# Task inputs start

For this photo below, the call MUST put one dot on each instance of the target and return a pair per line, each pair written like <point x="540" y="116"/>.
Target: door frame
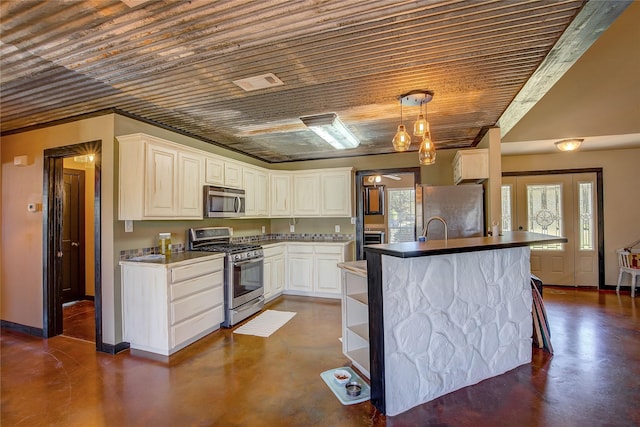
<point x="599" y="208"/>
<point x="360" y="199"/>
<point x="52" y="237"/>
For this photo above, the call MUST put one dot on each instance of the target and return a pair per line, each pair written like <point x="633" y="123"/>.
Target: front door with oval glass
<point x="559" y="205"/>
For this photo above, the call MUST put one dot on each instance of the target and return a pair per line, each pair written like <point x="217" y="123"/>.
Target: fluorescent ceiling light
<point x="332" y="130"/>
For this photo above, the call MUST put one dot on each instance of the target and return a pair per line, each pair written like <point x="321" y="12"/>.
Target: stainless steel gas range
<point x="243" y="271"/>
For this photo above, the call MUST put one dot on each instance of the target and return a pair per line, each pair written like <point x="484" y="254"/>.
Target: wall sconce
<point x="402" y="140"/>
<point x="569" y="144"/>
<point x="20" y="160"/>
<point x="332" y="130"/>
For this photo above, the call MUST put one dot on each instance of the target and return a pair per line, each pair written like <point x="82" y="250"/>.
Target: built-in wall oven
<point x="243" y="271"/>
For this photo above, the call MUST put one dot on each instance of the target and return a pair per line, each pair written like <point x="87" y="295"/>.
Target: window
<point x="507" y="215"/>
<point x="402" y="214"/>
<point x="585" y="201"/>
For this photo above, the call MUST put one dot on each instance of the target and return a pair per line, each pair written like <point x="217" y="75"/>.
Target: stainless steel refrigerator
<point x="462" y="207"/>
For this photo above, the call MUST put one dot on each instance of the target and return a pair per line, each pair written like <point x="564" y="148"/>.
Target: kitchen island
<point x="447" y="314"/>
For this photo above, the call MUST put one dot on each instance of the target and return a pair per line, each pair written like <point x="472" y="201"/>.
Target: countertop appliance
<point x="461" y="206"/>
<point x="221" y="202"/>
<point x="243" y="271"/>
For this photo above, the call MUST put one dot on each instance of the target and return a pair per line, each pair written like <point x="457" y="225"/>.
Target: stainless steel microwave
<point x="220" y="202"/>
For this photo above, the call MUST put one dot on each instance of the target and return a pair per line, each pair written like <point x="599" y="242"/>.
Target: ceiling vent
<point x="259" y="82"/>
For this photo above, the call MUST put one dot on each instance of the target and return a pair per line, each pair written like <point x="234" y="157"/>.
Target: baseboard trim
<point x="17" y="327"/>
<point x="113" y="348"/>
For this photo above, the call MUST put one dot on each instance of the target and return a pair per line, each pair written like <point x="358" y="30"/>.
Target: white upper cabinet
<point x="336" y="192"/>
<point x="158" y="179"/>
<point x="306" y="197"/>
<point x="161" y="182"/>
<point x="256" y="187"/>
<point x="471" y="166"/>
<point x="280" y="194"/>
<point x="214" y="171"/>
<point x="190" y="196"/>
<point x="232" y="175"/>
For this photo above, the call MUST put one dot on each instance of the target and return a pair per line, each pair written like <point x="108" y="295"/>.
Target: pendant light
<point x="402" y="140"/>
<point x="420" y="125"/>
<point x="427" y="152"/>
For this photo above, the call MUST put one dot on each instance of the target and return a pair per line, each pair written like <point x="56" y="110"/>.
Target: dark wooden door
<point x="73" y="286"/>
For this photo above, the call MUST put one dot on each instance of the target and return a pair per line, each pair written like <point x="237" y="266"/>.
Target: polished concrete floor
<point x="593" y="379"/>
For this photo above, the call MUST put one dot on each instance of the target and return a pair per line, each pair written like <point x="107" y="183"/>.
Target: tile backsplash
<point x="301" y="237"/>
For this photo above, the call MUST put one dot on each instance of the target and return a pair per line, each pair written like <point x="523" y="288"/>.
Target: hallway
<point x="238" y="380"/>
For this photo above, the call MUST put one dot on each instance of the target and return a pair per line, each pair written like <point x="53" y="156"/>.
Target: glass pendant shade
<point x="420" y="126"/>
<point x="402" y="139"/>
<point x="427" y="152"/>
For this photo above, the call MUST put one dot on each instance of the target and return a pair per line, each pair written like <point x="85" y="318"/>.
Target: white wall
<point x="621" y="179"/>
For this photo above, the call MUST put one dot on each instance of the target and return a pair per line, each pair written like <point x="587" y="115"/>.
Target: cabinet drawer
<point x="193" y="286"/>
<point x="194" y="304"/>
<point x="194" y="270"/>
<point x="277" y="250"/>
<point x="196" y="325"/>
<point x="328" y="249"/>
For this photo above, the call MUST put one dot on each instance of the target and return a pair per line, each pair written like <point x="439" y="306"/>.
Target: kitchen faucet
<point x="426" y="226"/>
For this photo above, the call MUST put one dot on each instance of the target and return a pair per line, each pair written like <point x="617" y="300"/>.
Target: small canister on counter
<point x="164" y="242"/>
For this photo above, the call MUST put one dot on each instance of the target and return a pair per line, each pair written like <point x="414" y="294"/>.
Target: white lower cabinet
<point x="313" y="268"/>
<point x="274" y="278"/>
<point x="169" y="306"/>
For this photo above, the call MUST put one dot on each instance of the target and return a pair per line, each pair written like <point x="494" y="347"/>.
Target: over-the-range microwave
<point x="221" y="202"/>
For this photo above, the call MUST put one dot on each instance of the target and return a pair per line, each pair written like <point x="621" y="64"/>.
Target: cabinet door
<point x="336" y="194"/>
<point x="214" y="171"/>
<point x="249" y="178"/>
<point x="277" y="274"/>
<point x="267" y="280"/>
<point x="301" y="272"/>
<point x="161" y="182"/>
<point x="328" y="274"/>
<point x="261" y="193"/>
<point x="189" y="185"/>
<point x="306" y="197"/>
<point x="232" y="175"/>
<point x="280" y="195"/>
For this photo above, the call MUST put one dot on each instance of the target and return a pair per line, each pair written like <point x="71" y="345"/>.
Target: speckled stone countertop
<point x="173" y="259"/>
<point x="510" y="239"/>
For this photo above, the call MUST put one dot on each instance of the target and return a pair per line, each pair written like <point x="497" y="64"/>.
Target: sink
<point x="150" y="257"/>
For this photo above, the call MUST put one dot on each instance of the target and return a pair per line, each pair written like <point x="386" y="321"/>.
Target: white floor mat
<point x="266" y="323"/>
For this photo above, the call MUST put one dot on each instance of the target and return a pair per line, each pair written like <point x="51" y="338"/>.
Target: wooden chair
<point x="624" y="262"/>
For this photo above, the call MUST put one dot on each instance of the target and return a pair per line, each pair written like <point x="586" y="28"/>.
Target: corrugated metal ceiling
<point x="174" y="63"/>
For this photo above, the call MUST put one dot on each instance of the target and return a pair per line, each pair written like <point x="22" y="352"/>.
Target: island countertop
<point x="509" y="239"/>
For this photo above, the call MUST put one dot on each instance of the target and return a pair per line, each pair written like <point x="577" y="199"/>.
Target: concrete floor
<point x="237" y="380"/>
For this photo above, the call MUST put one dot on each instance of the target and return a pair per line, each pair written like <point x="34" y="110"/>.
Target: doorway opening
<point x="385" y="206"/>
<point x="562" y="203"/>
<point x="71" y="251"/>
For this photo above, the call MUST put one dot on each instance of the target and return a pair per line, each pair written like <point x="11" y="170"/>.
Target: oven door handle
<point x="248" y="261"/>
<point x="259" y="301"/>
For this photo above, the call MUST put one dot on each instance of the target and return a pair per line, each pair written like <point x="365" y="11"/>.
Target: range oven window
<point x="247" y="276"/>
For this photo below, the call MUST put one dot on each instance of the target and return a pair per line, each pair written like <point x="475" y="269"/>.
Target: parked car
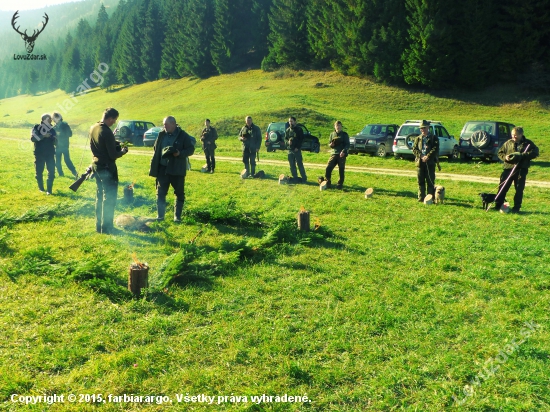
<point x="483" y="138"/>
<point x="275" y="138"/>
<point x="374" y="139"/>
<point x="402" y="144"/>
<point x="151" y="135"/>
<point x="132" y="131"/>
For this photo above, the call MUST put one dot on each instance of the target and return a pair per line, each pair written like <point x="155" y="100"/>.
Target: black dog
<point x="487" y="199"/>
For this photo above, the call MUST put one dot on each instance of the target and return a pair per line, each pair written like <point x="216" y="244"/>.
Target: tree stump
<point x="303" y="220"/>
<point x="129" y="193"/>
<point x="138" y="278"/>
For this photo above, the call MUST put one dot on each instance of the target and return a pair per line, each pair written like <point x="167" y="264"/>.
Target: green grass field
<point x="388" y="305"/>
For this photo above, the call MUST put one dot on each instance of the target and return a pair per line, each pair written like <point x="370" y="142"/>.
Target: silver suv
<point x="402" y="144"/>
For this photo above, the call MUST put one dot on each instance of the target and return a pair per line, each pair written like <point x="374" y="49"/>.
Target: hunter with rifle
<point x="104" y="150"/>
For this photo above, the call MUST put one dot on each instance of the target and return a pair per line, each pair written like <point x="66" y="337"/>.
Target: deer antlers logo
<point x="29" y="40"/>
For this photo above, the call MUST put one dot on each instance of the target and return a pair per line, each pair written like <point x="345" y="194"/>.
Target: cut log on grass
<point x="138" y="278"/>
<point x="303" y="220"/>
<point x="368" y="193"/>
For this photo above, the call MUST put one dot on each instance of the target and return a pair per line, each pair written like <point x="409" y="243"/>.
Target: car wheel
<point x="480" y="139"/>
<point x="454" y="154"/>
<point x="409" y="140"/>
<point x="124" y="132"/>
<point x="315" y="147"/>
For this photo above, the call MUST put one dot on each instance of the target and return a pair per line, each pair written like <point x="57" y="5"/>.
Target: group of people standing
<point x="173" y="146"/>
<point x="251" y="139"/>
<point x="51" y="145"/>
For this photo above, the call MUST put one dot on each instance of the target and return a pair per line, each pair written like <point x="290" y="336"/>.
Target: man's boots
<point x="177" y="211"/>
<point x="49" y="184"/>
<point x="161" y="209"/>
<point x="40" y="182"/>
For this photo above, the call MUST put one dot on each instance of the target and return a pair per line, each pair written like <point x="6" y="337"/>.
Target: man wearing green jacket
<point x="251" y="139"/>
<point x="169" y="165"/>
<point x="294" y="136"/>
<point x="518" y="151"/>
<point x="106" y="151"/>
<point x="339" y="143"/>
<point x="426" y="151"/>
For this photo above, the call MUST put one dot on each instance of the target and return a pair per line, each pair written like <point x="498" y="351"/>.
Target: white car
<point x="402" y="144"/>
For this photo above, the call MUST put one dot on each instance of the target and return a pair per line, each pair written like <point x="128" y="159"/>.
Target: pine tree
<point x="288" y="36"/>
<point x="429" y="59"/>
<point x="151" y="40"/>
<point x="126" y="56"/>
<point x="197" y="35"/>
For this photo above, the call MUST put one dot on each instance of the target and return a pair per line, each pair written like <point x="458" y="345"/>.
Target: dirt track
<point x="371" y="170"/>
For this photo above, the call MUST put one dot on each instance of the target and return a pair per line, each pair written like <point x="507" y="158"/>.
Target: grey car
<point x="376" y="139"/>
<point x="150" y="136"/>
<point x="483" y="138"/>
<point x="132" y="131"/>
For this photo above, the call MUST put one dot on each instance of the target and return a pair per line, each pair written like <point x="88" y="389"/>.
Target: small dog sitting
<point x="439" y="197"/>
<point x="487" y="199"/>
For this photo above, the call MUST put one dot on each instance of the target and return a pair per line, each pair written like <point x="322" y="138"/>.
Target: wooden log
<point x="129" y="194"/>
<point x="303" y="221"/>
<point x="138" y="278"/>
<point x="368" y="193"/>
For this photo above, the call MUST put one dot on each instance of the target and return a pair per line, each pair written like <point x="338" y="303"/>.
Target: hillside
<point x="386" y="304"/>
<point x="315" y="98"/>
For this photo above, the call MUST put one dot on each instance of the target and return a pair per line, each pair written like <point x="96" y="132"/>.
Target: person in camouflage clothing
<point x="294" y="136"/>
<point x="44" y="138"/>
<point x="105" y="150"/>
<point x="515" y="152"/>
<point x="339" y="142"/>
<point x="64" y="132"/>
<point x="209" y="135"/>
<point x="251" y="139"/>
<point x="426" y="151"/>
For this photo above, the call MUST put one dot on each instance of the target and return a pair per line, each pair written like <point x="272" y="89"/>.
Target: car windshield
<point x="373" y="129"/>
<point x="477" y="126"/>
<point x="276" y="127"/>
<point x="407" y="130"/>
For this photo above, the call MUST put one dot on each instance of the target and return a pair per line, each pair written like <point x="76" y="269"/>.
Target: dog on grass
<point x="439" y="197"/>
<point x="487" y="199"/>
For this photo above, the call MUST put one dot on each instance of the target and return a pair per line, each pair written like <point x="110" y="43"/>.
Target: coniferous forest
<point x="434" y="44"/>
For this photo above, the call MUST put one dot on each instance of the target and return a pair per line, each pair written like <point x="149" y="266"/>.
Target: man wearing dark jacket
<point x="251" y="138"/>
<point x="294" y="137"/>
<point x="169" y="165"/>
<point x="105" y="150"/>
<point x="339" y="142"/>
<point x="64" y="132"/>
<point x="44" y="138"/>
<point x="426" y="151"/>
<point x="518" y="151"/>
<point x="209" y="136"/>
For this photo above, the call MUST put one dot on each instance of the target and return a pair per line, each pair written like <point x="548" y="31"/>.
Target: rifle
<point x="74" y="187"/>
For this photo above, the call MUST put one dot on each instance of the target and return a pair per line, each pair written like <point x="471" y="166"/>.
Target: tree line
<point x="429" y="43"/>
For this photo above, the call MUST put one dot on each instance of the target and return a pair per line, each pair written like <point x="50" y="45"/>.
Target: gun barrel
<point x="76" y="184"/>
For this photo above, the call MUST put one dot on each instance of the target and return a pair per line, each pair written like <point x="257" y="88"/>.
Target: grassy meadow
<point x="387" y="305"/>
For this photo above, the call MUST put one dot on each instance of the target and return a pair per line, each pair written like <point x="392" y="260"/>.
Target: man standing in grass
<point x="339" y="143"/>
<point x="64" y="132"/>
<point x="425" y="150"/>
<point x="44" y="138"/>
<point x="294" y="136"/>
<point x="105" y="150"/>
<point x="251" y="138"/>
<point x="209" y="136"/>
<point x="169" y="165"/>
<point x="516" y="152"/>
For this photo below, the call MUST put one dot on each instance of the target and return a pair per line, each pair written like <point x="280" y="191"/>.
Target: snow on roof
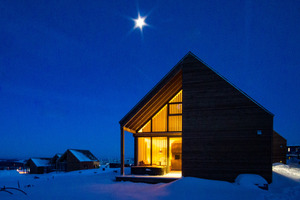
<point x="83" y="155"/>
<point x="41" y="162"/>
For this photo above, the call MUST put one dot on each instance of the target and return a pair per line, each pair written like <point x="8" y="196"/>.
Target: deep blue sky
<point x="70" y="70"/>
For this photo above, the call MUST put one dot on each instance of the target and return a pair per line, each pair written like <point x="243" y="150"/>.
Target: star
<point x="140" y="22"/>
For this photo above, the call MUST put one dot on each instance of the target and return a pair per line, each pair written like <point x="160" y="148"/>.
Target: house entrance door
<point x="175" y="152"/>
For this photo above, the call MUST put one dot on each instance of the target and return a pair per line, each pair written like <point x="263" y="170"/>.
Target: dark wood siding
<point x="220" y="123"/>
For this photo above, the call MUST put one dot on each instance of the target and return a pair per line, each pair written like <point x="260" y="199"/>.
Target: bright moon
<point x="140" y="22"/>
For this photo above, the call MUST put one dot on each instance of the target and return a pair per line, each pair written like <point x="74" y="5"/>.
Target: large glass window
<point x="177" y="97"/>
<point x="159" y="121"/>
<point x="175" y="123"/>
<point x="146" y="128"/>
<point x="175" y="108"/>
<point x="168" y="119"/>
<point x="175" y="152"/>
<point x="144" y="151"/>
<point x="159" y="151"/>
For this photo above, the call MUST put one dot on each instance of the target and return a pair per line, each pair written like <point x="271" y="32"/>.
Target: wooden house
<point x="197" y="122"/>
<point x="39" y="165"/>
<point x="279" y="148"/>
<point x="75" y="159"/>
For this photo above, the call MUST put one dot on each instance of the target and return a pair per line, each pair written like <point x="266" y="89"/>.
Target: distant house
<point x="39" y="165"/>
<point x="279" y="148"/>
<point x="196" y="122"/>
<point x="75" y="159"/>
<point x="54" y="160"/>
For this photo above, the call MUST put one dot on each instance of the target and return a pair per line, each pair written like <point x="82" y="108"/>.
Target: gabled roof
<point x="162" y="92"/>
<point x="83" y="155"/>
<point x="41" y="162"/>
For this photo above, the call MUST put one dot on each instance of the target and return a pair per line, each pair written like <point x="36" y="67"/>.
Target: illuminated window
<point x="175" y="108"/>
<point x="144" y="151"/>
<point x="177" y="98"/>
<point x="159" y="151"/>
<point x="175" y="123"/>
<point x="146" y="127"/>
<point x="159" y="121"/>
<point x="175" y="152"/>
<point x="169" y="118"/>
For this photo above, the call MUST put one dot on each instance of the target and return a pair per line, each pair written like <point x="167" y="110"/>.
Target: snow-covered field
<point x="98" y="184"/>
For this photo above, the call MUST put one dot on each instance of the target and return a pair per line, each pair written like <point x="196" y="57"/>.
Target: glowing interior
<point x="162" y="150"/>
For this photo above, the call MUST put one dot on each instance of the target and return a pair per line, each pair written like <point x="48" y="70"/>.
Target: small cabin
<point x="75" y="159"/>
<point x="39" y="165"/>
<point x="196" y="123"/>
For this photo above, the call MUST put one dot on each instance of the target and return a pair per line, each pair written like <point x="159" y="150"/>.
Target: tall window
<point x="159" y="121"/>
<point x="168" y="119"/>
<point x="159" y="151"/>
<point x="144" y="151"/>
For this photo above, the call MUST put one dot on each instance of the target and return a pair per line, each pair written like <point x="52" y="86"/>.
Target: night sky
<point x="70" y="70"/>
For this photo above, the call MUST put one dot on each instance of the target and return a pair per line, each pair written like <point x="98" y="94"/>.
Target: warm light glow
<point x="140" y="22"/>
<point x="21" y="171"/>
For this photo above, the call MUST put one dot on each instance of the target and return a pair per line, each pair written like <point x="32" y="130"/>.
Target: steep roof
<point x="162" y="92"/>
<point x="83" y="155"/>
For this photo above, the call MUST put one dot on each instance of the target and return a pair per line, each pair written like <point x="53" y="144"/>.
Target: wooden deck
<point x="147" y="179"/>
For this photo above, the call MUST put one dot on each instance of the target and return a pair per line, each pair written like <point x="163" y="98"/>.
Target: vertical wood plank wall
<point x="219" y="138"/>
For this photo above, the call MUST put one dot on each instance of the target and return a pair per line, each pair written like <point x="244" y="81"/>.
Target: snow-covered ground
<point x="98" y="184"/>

# Task inputs end

**Exercise brief**
Report every line of the listing above that contains the string "with", copying each such line in full.

**Task output**
Target: front door with oval glass
Target: hunter with rifle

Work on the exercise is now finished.